### READING PASSAGE
··········

Just Above Sunset
May 16, 2004 - A young and callow fellow, or a coward and a sociopath?













Home | Question Time | Something Is Up | Connecting Dots | Stay Away | Overload | Our Man in Paris | WLJ Weekly | Book Wrangler | Cobras | The Edge of the Pacific | The Surreal Beach | On Location | Botanicals | Quotes





Try to remember the kind of September
When life was slow and oh so mellow
Try to remember the kind of September
When grass was green and grain was yellow
Try to remember the kind of September
When you were a young and callow fellow…

 

You perhaps remember those words from the song in the musical "The Fantastics." You might even remember live performances where Harry Belafonte dedicated the song to the memory of Audrey Hepburn who was also a UNICEF ambassador. 

No matter.  Different issue….  But it will all make sense in a moment. 

The swirl of opinion regarding our abuse of the prisoners in Iraq and the subsequent on-camera beheading of the fellow from Philadelphia goes on and on.  From the right you hear a lot of yeah, we were doing bad things, but look what THEY did. 

Well, relatively speaking I suppose that makes sense, except the folks on the right are always inveighing against “moral relativism” – and if nothing else, that is what this argument amounts to.  Oh well. 

Maureen Dowd in the New York Times puts it succinctly - "The Bush hawks, so fixated on making the Middle East look more like America, have made America look un-American.  Should we really be reduced to defending ourselves by saying at least we don't behead people?"

Oh well, it actually is a defense – and a call for perspective.  The perspective?  Everyone does crappy, mean, stupid and hateful things, and often does them illegally.  Our crappy behavior isn’t quite so bad as their crappy behavior. 

That will have to do, I suppose.

··········

### GOAL
In the passage, whose memory did Harry Belafonte honor when he dedicated the song during live performances? Rely only on the passage when answering.

··········

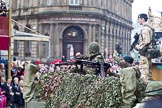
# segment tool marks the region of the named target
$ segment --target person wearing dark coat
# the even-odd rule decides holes
[[[18,85],[18,81],[18,77],[15,77],[14,82],[12,84],[12,92],[14,93],[15,104],[18,106],[18,108],[23,108],[23,98],[21,89]]]
[[[9,101],[10,100],[9,88],[7,86],[5,77],[1,77],[0,88],[2,89],[0,94],[4,94],[6,96],[6,98],[7,98],[7,101]]]

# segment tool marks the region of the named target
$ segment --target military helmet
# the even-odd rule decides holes
[[[148,96],[162,95],[162,82],[150,81],[145,91]]]
[[[100,45],[97,42],[91,42],[88,46],[90,54],[96,54],[100,52]]]

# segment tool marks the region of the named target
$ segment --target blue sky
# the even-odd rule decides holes
[[[132,20],[136,23],[137,16],[140,13],[147,13],[149,6],[153,15],[160,16],[162,12],[162,0],[134,0],[132,4]]]

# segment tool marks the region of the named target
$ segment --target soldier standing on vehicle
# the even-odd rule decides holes
[[[135,48],[139,51],[143,50],[146,46],[151,47],[151,41],[153,36],[153,31],[150,25],[147,24],[148,17],[146,14],[138,15],[138,23],[142,26],[141,33],[139,36],[138,44]],[[146,53],[146,51],[144,51]],[[139,56],[139,68],[141,72],[141,78],[144,81],[148,81],[152,78],[151,72],[149,70],[149,64],[151,60],[146,57],[145,54],[141,54]]]

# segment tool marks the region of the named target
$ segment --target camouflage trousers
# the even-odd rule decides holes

··········

### RESULT FOR THIS TASK
Audrey Hepburn, who was also a UNICEF ambassador.